* Listed entries *
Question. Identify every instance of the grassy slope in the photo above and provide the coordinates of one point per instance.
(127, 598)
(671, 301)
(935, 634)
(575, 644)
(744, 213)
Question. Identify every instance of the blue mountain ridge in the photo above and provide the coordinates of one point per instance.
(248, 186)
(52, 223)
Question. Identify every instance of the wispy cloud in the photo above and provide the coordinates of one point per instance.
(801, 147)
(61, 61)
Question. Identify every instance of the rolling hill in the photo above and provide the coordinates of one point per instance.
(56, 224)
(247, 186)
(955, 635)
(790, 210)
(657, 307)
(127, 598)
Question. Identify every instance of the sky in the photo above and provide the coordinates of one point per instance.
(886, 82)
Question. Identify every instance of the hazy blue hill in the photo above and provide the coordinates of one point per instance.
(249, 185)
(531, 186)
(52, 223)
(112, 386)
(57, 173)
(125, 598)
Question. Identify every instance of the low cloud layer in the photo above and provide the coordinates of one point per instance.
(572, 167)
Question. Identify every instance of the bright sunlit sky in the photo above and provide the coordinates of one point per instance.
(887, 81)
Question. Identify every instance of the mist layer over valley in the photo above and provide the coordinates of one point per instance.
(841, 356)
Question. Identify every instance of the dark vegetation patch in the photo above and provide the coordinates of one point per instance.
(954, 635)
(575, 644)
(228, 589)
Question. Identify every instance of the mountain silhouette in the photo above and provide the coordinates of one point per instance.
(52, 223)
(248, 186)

* What to produce *
Please repeat the material above, word for word and in full.

* Exercise answer *
Question. Identify every instance of the grassy slope in the photo above and provide the coordinates of one point per instance.
(127, 598)
(671, 301)
(935, 634)
(575, 644)
(744, 213)
Question. Identify every instance of the blue mountain ridge in the photo above and provide the coordinates of one point per instance.
(248, 186)
(52, 223)
Question. Identify every instance of the wispy cloud in the photo above and provide the coordinates of one point per instance.
(801, 147)
(61, 61)
Question. Identify every instance of the rolling hill in the photo above and provide the coordinates of one point per instance.
(56, 224)
(247, 186)
(955, 635)
(790, 210)
(657, 307)
(127, 598)
Question. Identify every instance of the sky in the photo above and provide the coordinates of one point per instance.
(886, 82)
Question. Identify every instance of the hazy blue hill in the photo above and provide the coordinates of one point per instance.
(249, 185)
(531, 186)
(52, 223)
(112, 386)
(57, 173)
(125, 598)
Question. Identify every instance of the low cloud layer in the photo above and provide the coordinates of one point per instance.
(572, 167)
Question. Identify every instance of the bright sunlit sky in the photo above and provide the coordinates of one point per instance.
(887, 81)
Question. Identify every instance of the mist layer over valley in the photo above and provide the coordinates of one point per instance.
(841, 356)
Question. Identify every instance of the dark vegetation patch in the photo above and provide the coordinates of one point per instance.
(954, 635)
(575, 644)
(228, 589)
Question. Identify every instance of the mountain silhouette in the photo above and provide the coordinates of one point per instance.
(52, 223)
(248, 186)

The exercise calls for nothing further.